» SOURCE PASSAGE:
+++

The Art of Being Unique But Not Special (25:20) - Jeff Salzmann  "In this episode I took a look at a paradoxical move in vertical development: where we embrace our own radical uniqueness and express it in relation to other beings who are also utterly unique. It’s a new and more vivid integration of the individual and collective realms of reality, and out of it emerges a possibility for a more fruitful, happy and fulfilling life."

But this machine keeps sucking me in, even one thing at a time. Linked In, old emails to Mark, an Economist article about an asteroid from outside the solar system (how do they know that?). Curiosity and my butterfly mind, and each new distraction makes me feel less happy, less in the flow . . . and so it goes.

It's partly my constant search for clues, answers, and sometimes it does lead me to strange and wonderful and useful places. Mostly to frustration, boredom, and eventually to drink.

Long letter to Mark. He's replied warmly. William is alive and well. He said, one day at a time. He's been sober for 21 years, but today he's been sober for 10 hours, since he woke up.

Fireworks with the Parsons Manns in Kelsale. Tempted by the beer tent. No LA/NA beers. Had a coke - horrible! Fireworks were great. I took some video with my silly phone. Esmé ran round in circles all the time and ate two burgers.

My tent has arrived. Go on my expedition to Tunstall Forest. No phone, no laptop. Just my notebook and pen. Laura will lend me a little gas stove.

+++

» EXCERPTED RECORDS:
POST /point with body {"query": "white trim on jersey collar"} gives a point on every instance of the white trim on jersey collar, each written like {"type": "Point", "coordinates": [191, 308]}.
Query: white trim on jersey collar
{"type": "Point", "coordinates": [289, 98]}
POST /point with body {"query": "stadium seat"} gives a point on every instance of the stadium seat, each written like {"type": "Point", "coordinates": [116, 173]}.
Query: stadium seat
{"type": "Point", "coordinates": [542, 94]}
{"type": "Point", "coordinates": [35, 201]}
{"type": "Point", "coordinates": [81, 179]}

+++

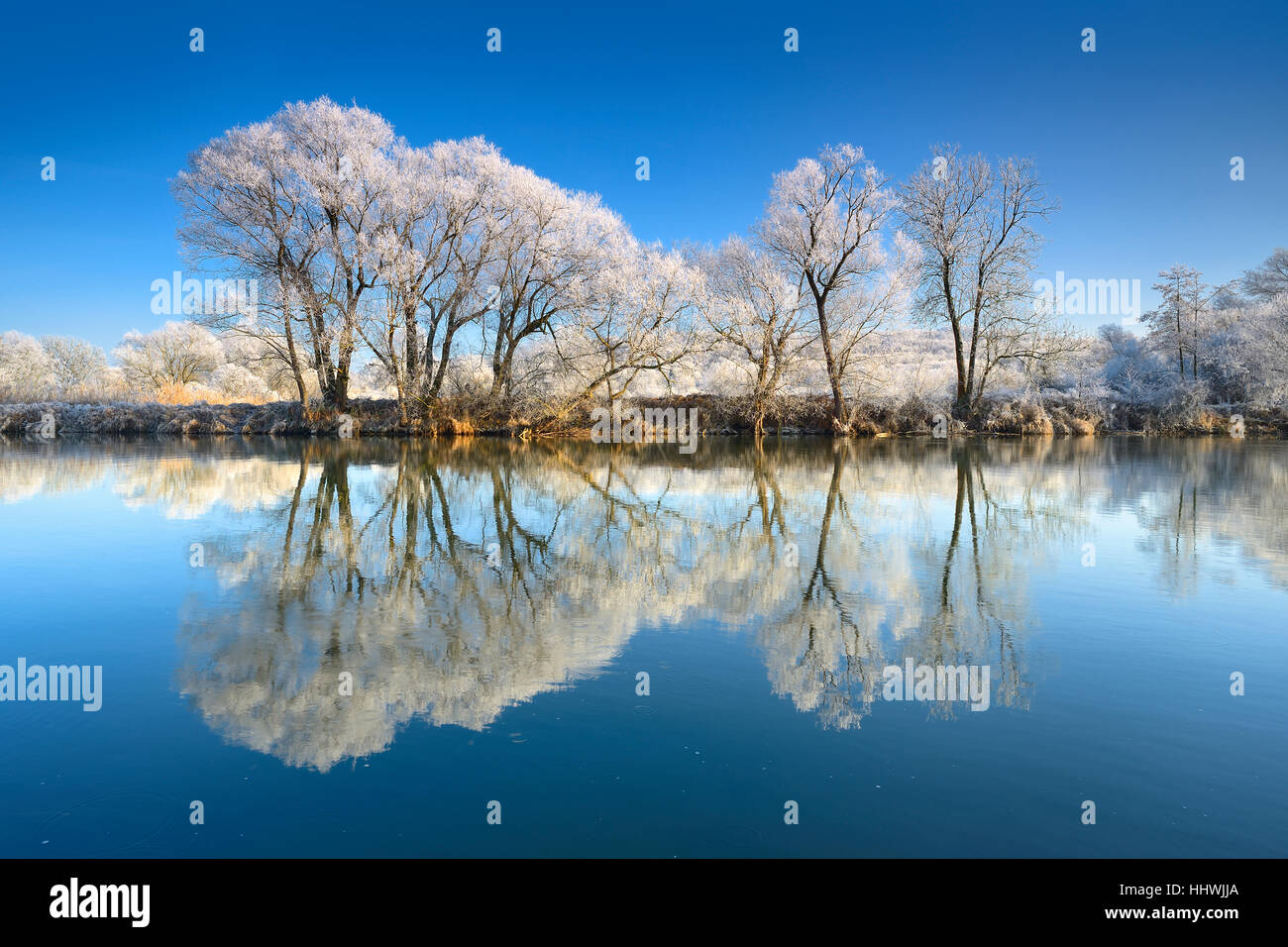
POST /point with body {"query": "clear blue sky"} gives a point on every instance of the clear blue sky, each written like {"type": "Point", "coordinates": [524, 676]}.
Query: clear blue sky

+++

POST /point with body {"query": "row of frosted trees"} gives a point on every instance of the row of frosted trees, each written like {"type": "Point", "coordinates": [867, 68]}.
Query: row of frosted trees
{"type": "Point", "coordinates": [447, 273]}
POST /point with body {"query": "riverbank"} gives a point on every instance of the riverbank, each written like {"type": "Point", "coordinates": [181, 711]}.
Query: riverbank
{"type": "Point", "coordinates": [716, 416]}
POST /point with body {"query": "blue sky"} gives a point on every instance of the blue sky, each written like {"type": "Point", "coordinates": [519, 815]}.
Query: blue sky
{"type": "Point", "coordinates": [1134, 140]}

+++

» WRITTEN INSTRUCTION 1:
Copy out the listing lines word for word, beginning at the line that contains "of the clear" and stopping after the line that contains "Query: clear blue sky".
» WRITTEN INSTRUCTION 2:
Write what comes next in the journal passage, picking up after its final sentence.
The journal passage and the listing come from unrelated sources.

» WRITTEN RESPONSE 1:
POST /point with body {"query": "clear blue sky"} gives a point on every instance of the clear blue sky, each written like {"type": "Point", "coordinates": [524, 676]}.
Query: clear blue sky

» WRITTEN RESPONSE 2:
Bought presents for Flost and Ingrid.

Thought about stopping off at The White Horse on the way home, to see what no alcohol beers Maz and Mark have, if any. Decided on a quiet night in.

The strange story of the visiting asteroid that entered the solar system at a million kms a day, went round the sun, and left at nearly 2 million kms a day. I thought of Clarke's Rendezvous with Rama. What are the odds that a 400 metre wide rock would enter the solar system, then catapult round the sun and accelerate away, and where was it headed? Another sun, another acceleration, and so on, to where?

Feel a bit low tonight. The sad story of Walter Tull, the first black footballer and first black commissioned officer (1917, died March 1918) who should have got the MC but didn't because he was not of pure European descent. Disgusting.

Another lovely moon.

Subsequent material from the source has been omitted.